_PAGE_:
──────

I think it can be used as a backend in Ceres to push computations to the GPU, but as it stands it is a different category of software than Ceres.

It means automatic numerical differentiation, not symbolic.

No, this is not true. Autodiff != numeric diff.

While we do support numeric differentiation, we don't suggest you use it. What we have is automatic differentiation, which is a technique to take exact derivatives without resorting to symbolic differentation.

Check out he jet.h file which is the core implementation of this:


The header comment has a nice description of autodiff.

In summary, Ceres supports three ways to compute derivatives:

(1) Automatic differentiation (easiest, fastest, most accurate)

(2) Numeric differentiation (easy, but worse convergence and hazardous)

(3) User-supplied jacobian (use a pen and paper then implement the jacobian for your residual manually)

I forgot an important technique that is somewhere between numeric differentiation and automatic differentiation:

(4) Complex-step differentiation http://citeseerx.ist.psu.edu/viewdoc/summary?doi=

The technique is clever: they add an finite difference along the imaginary axis, and this turns out to give a more accurate derivative than normal forward differences.

We don't support this in Ceres and suggest autodiff instead.

I apologize for replying without actually looking at your posted code first.

What I meant to say was, "If it's all in one C++ project, it's not symbolic differentiation" and I took the liberty of changing "not symbolic" to "numeric."

Having now read your posted code, I kind of feel like a 17th century naturalist trying to classify a platypus. Clearly this technique is not symbolic differentiation, since it can only produce numerical and not symbolic results (although I suppose the Jet template could handle an "expression" type as its first argument - have you actually tried this?), and it's not really numerical in the normal sense because there's no h parameter that changes the accuracy as it varies.

As an aside, "autodmatic ifferentiation" is a terrible name, in the sense that it doesn't convey any real information about the technique, except maybe that it's being done by a computer and I knew that already. It might still be a good marketing term (like how Richard Bellman named his technique "Dynamic Programming" because it's impossible to call something "dynamic" in a perjorative sense, although there really isn't anything intrinsically dynamic, and in fact you commonly end up solving "static dynamic programming" problems).

Automatic differentation is "symbolic" in the sense that the resulting derivatives are exact, in the same way that you get exact derivatives if you differentiate by hand and implement the resulting expression. There is no approximation.

Numeric differentiation has a specific meaning - which is computing derivatives via finite differencing.

There's three ways to compute derivatives; for whatever reason most people only know about symbolic (take the derivative by hand, implement it in C++) and numeric (implement your cost function, do finite differences on each parameter to determine the gradient) differentiation. Automatic differentiation is a totally different way to take derivatives. The Wikipedia article about it is fairly good.

We didn't pick the name.

Interesting; this is the first I've heard of automatic differentiation and it's quite elegant and exact. Do you know why it's not covered more in academia?

I've wondered the same myself. It's rather popular in industry. I hadn't head of it until coming to Google. Fun fact: backpropagation for neural networks, which is really just a fancy word for computing the derivatives of the cost, is equivalent to reverse mode autodiff.

For the people wondering what autodiff is, I found the following article a real eye-opener when I came across it (mainly, his paper he links is very accessible: http://homepage.mac.com/sigfpe/paper.pdf).

──────

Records

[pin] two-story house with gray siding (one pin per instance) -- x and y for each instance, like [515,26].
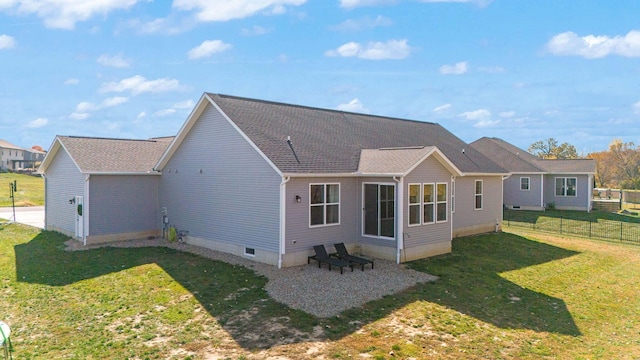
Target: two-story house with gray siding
[536,183]
[267,181]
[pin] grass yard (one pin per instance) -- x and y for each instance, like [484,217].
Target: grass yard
[30,190]
[500,296]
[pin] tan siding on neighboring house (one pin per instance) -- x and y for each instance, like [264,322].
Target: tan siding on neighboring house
[64,182]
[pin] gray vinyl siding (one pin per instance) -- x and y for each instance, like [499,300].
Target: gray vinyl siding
[430,171]
[300,236]
[123,204]
[218,187]
[466,215]
[64,182]
[513,196]
[573,202]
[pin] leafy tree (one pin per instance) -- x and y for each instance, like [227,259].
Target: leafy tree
[605,169]
[549,149]
[626,158]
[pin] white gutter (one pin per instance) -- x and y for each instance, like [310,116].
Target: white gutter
[283,217]
[85,209]
[400,218]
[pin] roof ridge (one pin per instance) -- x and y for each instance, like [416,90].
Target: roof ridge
[105,138]
[308,107]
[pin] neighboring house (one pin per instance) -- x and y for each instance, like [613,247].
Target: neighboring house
[10,156]
[100,190]
[537,183]
[267,181]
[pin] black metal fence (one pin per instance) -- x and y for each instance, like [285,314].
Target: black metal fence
[587,227]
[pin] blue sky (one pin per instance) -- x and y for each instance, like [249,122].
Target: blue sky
[518,70]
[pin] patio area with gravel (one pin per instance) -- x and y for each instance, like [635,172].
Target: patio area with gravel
[314,290]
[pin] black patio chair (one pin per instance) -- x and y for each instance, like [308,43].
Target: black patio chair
[344,255]
[321,257]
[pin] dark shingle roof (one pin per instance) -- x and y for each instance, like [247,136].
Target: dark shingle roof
[517,160]
[330,141]
[104,155]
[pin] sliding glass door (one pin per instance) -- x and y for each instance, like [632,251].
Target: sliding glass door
[379,210]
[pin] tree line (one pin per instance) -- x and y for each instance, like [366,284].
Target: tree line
[616,167]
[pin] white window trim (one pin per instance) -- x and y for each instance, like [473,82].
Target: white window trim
[433,203]
[446,201]
[565,187]
[324,205]
[418,204]
[476,194]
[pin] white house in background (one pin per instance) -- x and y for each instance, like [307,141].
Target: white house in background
[10,154]
[536,183]
[268,180]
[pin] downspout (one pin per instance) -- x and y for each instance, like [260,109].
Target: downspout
[542,190]
[283,217]
[400,218]
[85,209]
[45,200]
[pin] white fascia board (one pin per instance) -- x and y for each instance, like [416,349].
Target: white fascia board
[441,158]
[55,147]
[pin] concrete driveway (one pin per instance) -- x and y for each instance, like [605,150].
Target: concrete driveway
[32,215]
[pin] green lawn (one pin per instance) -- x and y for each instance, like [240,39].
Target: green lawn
[30,190]
[499,296]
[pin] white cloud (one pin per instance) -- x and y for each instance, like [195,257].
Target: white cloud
[457,69]
[138,84]
[116,61]
[113,101]
[364,23]
[480,114]
[350,4]
[7,42]
[208,48]
[65,14]
[353,106]
[593,47]
[392,49]
[37,123]
[254,31]
[442,108]
[187,104]
[492,69]
[223,10]
[165,112]
[486,123]
[79,116]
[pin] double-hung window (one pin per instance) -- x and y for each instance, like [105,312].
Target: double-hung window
[428,203]
[414,204]
[566,186]
[324,205]
[478,195]
[441,202]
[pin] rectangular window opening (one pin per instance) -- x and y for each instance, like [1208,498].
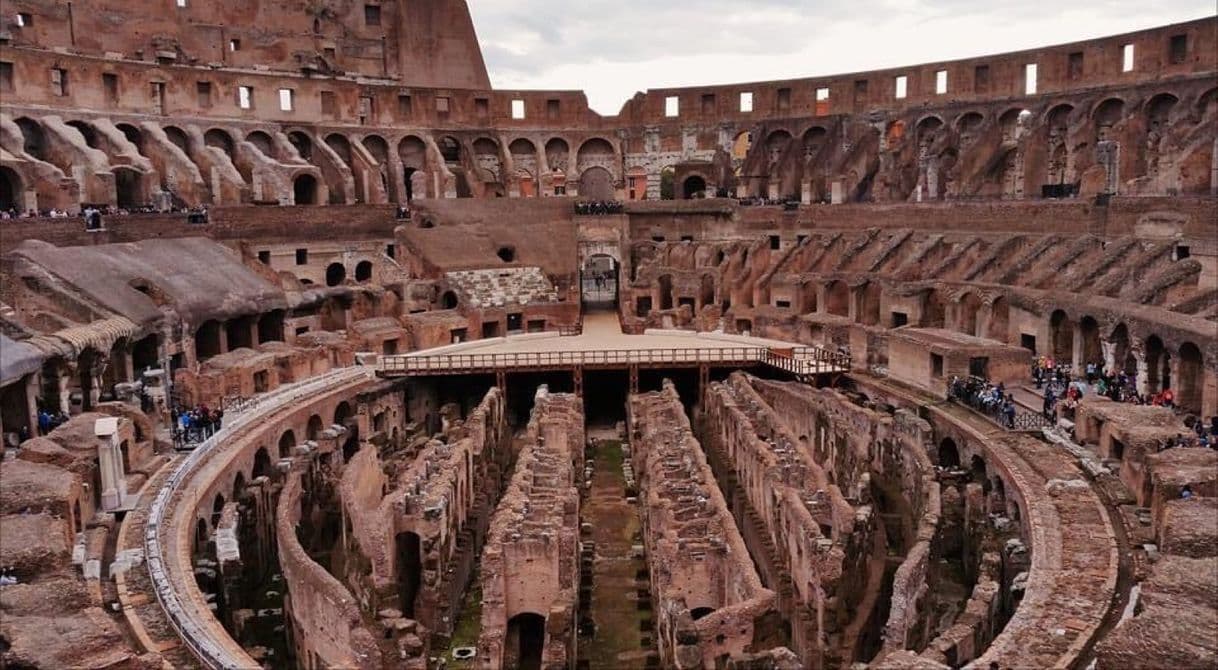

──────

_EXERCISE GOAL_: In the thread, why does the writer who compares themselves to a naturalist classifying a platypus say the technique is not really numerical in the normal sense? Answer in one to three sentences. The records were taken from a different source than the text.

_TASK OUTPUT_: The writer says it is not numerical in the normal sense because there is no h parameter whose variation changes the accuracy of the result.